(Excerpts of location labeling data)
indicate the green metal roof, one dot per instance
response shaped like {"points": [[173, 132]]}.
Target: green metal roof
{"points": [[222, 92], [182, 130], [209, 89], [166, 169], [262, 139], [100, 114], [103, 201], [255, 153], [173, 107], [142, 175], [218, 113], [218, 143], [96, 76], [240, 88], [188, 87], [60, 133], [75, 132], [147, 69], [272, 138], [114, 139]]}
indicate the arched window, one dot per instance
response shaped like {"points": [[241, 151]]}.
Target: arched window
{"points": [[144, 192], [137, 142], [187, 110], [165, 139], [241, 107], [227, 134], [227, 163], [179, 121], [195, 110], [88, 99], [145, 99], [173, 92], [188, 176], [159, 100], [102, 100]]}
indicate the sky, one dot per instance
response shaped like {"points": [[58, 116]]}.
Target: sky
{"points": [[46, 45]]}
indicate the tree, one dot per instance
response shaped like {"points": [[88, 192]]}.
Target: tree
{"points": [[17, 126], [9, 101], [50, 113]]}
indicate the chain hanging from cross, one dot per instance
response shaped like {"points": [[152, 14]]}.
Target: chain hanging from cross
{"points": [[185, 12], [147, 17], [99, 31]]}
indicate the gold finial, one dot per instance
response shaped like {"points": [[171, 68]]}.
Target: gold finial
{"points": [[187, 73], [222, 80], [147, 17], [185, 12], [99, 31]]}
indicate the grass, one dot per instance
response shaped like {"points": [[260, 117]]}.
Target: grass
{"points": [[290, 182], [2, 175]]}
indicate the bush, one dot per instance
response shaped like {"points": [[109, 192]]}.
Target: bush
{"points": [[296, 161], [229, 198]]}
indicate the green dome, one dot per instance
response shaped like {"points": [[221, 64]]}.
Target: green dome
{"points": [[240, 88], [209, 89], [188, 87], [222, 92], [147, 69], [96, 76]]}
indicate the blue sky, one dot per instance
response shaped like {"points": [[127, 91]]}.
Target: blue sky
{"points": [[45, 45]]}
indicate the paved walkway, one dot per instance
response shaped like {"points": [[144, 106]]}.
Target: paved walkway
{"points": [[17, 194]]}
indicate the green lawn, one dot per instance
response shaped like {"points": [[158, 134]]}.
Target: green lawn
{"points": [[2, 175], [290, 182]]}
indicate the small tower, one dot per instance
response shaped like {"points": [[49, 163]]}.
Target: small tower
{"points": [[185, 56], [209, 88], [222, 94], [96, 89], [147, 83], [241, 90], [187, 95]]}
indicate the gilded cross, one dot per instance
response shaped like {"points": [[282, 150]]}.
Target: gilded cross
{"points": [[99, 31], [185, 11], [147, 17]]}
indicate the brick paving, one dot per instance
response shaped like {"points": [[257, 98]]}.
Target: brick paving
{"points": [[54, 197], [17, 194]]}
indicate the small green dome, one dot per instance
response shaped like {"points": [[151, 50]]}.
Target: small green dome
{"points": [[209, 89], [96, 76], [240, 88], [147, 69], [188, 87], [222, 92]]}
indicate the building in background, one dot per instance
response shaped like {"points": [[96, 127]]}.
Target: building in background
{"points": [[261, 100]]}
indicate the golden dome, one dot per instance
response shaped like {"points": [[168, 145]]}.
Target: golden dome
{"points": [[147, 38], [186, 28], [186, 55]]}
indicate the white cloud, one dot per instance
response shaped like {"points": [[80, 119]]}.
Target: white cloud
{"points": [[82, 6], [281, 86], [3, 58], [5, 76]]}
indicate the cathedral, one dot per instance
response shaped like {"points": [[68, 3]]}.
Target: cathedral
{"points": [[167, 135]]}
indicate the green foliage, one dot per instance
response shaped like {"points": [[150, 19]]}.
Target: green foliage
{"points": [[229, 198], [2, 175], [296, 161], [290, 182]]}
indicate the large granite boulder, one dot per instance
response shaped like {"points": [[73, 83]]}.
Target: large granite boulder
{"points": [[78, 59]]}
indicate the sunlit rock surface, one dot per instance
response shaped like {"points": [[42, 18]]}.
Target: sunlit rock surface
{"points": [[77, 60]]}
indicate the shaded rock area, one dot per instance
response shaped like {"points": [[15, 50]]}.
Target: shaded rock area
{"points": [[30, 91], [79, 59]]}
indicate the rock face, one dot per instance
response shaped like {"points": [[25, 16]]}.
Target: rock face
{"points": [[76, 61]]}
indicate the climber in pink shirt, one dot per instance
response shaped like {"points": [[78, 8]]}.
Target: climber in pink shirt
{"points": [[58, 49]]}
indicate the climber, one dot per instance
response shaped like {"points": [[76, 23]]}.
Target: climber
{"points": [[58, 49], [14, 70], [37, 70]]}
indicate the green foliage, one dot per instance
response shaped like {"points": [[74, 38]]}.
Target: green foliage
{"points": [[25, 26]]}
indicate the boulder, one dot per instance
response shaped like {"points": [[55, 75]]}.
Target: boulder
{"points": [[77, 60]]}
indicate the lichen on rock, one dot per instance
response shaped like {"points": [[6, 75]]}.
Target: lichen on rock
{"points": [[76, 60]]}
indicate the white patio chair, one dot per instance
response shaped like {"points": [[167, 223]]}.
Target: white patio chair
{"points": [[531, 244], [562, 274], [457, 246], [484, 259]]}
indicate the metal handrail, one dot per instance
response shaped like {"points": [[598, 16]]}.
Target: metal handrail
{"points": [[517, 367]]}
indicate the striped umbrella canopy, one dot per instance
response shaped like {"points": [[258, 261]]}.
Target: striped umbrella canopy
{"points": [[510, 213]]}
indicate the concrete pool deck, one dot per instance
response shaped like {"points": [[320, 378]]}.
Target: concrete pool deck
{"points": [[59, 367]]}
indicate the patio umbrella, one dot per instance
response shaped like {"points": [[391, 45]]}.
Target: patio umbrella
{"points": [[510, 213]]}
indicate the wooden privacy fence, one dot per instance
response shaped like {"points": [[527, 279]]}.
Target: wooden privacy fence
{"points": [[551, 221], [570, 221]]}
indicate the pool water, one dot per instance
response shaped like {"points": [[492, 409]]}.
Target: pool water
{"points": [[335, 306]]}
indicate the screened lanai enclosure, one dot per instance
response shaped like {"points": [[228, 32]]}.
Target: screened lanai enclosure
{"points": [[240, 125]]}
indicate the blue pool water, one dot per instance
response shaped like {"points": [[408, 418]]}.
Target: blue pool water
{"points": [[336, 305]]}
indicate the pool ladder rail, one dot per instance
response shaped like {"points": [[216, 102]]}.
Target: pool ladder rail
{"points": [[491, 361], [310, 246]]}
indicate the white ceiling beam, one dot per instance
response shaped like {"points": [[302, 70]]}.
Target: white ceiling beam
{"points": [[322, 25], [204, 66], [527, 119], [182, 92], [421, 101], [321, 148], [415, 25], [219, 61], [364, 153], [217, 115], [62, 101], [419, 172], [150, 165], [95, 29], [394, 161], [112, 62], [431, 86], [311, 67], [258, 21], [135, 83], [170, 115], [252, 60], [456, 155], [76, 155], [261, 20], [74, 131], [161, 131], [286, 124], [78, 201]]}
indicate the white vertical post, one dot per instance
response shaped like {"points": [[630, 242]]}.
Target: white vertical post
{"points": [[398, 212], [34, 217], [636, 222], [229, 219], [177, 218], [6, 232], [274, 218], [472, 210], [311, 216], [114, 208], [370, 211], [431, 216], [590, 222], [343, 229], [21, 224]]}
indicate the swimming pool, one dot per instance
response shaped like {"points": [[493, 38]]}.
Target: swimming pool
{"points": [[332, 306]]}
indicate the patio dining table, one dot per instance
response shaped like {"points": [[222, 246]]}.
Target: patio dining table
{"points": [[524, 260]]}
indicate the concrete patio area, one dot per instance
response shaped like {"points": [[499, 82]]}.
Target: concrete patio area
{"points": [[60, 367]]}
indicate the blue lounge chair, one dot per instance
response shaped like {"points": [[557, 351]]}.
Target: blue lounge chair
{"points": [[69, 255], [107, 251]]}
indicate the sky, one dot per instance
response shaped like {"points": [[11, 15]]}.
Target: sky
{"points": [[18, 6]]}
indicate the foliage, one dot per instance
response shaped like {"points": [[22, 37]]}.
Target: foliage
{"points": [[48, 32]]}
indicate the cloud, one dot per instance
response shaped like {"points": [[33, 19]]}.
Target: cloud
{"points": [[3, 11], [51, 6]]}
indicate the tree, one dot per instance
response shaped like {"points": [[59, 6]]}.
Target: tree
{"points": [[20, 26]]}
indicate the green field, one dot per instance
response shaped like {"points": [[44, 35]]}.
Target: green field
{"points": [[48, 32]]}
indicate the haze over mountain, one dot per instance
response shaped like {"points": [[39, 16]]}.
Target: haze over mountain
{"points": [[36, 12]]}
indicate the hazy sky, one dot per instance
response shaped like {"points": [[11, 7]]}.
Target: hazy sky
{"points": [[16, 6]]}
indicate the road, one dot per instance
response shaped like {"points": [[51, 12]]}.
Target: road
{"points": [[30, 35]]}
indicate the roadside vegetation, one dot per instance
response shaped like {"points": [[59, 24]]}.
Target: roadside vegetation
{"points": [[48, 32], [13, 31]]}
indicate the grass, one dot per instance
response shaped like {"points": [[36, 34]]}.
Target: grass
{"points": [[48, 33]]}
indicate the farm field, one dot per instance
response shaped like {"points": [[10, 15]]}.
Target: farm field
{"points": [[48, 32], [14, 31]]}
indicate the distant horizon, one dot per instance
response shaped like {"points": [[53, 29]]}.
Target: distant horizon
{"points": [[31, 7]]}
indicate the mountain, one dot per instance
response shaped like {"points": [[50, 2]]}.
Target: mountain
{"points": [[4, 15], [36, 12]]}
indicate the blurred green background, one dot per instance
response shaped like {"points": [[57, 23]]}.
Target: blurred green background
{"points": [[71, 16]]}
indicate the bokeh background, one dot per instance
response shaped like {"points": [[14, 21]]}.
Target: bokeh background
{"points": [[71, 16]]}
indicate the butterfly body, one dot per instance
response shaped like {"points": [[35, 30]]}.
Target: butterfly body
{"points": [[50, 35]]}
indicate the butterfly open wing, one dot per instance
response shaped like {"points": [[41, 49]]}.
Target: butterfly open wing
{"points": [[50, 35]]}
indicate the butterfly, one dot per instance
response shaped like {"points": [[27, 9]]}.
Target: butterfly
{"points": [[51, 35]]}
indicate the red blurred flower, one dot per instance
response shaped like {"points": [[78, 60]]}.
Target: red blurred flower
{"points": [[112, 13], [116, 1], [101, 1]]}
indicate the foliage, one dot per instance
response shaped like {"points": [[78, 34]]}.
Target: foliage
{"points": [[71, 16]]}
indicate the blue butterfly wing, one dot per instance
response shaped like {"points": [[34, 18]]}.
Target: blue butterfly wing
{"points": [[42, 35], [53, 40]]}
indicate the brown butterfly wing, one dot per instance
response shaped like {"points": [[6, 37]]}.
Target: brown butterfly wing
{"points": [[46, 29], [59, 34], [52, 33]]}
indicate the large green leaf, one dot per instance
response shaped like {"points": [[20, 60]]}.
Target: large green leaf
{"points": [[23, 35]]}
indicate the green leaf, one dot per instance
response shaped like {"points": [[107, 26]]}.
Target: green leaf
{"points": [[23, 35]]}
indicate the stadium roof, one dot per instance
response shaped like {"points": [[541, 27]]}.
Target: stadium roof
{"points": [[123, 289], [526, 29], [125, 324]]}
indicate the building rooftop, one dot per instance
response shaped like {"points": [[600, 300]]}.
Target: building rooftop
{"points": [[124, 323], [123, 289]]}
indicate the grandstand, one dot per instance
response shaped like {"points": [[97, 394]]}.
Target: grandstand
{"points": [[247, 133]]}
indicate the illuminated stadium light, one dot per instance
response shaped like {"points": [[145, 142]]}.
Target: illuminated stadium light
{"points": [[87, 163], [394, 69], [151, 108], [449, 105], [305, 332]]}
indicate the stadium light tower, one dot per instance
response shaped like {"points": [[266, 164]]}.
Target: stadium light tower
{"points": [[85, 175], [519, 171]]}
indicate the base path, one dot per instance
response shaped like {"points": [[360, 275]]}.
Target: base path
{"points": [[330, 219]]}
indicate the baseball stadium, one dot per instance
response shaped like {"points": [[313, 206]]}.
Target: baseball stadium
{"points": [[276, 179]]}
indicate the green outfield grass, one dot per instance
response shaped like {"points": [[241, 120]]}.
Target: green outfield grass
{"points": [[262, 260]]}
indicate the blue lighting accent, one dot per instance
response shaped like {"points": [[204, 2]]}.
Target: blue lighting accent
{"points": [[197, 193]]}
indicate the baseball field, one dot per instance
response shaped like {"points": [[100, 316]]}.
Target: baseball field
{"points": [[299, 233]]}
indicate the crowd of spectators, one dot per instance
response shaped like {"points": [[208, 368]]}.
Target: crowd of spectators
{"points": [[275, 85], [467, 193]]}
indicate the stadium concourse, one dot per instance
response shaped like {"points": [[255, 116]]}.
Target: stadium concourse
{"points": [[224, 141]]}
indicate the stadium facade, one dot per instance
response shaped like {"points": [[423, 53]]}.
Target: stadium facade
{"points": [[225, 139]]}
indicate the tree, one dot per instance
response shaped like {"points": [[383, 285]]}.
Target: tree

▸ Written problem
All lines from the one containing "indicate the building rooftop, one" through the final line of the listing above are to be reproduced exactly; include both and add nothing.

▸ Response to this exercise
indicate the building rooftop, one dot per instance
response shaped like {"points": [[600, 300]]}.
Target: building rooftop
{"points": [[124, 323], [123, 289]]}
indicate the grandstand, one dot per instance
response shaped like {"points": [[97, 394]]}.
Target: grandstand
{"points": [[247, 133]]}
indicate the illuminated stadium light, one dot per instance
response shaped like {"points": [[145, 142]]}.
Target: illuminated stadium light
{"points": [[87, 163], [394, 69], [151, 108], [449, 105], [305, 332]]}
indicate the stadium light tower, one dot per instance
response shaped like {"points": [[266, 164]]}.
Target: stadium light tower
{"points": [[85, 175], [519, 171]]}
indicate the base path, one dot per instance
response shaped like {"points": [[360, 275]]}.
Target: base path
{"points": [[330, 219]]}
indicate the baseball stadium, one dot per instance
response shaped like {"points": [[313, 206]]}.
Target: baseball stadium
{"points": [[276, 179]]}
indicate the green outfield grass, one dot per instance
response shaped like {"points": [[241, 120]]}.
Target: green outfield grass
{"points": [[262, 260]]}
indicate the blue lighting accent, one dot per instance
response shaped like {"points": [[204, 2]]}.
Target: blue lighting accent
{"points": [[197, 193]]}
indicate the baseball field, one dot per instance
response shaped like {"points": [[100, 316]]}.
Target: baseball field
{"points": [[299, 233]]}
indicate the crowd of spectators, one dot per instance
response shaped like {"points": [[208, 368]]}.
Target: crowd of spectators
{"points": [[275, 85], [467, 193]]}
indicate the stadium concourse, one dot per instance
response shaped like {"points": [[255, 116]]}.
Target: stadium concourse
{"points": [[224, 141]]}
indicate the stadium facade, one dot per instance
response shaped like {"points": [[423, 53]]}.
Target: stadium facade
{"points": [[225, 139]]}
indicate the tree, one dot per instance
response shaped like {"points": [[383, 285]]}.
Target: tree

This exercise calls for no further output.